* Using the information
1. According to the Carolan biography, how old was Carolan when smallpox blinded him?
2. Transcribe the stretch of the Carolan biography from "For almost fifty" through "Keadue, County Roscommon.".
3. List every Irish county named in the Carolan biography.

* Source extract
════
Carolan was born in 1670 in Nobber, County Meath, where his father was a blacksmith. The family, who were said to be a branch of the Mac Brádaigh sept of County Cavan (Carolan's great-grandfather, Shane Grana O'Carrolan, was chieftain of his sept in 1607), forfeited their estates during the civil wars and moved from Meath in 1684 to Ballyfarnon, County Roscommon, on the invitation of the family of MacDermot Roe of Alderford House. In Roscommon, his father took a job with the MacDermott Roe family. Mrs. MacDermott Roe gave Turlough an education, and he showed talent in poetry. After being blinded by smallpox at the age of eighteen, Carolan was apprenticed by Mrs. MacDermott Roe to a good harper. At the age of twenty-one, being given a horse and a guide, he set out to travel Ireland and compose songs for patrons.

For almost fifty years, Carolan journeyed from one end of Ireland to the other, composing and performing his tunes. One of his earliest compositions was about Brigid Cruise, with whom he was infatuated. Brigid was the teenage daughter of the schoolmaster at the school for the blind attended by Carolan in Cruisetown, Ireland. In 1720, Carolan married Mary Maguire. He was then 50 years of age. Their first family home was a cottage on a parcel of land near the town of Manachain (now Mohill) in County Leitrim, where they settled. They had seven children, six daughters and one son. In 1733 Mary died.

Turlough O'Carolan died on 25 March 1738. He is buried in the MacDermott Roe family crypt in Kilronan Burial Ground near Ballyfarnon, County Roscommon. The annual O'Carolan Harp Festival and Summer School commemorates his life and work in Keadue, County Roscommon.
════
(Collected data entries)

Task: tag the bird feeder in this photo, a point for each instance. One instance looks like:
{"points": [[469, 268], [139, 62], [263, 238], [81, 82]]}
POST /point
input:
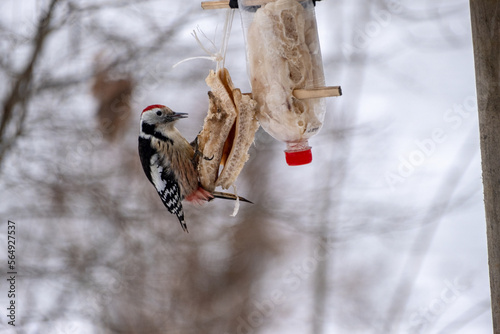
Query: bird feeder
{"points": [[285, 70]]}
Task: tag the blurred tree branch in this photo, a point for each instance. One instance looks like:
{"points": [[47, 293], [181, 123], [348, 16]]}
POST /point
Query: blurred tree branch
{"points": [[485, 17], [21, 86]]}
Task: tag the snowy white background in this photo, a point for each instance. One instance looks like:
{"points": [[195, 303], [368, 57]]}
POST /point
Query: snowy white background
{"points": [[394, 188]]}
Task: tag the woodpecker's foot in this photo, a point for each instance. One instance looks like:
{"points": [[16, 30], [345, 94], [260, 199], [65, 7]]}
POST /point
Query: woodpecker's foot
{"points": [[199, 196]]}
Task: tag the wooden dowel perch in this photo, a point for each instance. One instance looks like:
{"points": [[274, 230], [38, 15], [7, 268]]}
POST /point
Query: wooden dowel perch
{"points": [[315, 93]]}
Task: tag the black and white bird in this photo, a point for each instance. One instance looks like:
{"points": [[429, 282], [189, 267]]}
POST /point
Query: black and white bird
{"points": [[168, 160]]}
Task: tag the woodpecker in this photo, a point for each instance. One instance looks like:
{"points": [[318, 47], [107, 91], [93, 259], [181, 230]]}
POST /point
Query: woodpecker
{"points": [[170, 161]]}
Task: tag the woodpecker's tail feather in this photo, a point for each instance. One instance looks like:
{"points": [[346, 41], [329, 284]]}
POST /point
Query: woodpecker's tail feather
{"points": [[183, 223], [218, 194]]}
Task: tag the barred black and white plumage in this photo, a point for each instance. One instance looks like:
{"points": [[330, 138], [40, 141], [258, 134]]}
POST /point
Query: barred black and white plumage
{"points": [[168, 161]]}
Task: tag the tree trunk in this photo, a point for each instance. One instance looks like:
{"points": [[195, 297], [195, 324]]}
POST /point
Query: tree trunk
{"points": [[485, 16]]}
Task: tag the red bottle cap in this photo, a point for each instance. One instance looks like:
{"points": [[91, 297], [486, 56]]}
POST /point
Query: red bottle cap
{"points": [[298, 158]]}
════
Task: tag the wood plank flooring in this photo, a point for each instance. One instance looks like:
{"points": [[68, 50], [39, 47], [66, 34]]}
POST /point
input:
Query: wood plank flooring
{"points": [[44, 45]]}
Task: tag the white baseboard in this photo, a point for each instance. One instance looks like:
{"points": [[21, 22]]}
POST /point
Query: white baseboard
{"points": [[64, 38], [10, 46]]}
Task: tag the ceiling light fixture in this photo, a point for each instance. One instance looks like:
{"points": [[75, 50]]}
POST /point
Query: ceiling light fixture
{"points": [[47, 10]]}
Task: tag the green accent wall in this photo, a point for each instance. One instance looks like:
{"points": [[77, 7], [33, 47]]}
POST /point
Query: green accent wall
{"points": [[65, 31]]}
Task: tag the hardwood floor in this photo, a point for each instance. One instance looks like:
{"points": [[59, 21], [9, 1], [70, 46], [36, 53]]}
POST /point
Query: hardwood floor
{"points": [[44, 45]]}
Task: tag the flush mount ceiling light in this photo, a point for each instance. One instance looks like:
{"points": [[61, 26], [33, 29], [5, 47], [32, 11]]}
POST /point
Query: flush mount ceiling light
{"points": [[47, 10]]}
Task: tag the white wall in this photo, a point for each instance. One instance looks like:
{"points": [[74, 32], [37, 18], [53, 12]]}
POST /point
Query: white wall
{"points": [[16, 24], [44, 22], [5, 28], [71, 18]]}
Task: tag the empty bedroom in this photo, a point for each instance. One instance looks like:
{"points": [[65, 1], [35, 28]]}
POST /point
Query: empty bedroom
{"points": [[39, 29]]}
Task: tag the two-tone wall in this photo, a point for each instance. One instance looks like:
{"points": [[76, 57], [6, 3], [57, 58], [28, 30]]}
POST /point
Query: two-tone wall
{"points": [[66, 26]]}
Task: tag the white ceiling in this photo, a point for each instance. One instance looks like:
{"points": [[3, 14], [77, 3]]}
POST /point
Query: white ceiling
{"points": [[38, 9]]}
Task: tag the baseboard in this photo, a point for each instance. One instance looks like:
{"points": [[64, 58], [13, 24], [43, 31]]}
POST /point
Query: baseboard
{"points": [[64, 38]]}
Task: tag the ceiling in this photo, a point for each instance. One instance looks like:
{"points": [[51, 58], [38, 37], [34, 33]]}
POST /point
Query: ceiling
════
* Written answers
1. Eighteen.

2.
For almost fifty years, Carolan journeyed from one end of Ireland to the other, composing and performing his tunes. One of his earliest compositions was about Brigid Cruise, with whom he was infatuated. Brigid was the teenage daughter of the schoolmaster at the school for the blind attended by Carolan in Cruisetown, Ireland. In 1720, Carolan married Mary Maguire. He was then 50 years of age. Their first family home was a cottage on a parcel of land near the town of Manachain (now Mohill) in County Leitrim, where they settled. They had seven children, six daughters and one son. In 1733 Mary died.

Turlough O'Carolan died on 25 March 1738. He is buried in the MacDermott Roe family crypt in Kilronan Burial Ground near Ballyfarnon, County Roscommon. The annual O'Carolan Harp Festival and Summer School commemorates his life and work in Keadue, County Roscommon.

3. County Meath, County Cavan, County Roscommon, County Leitrim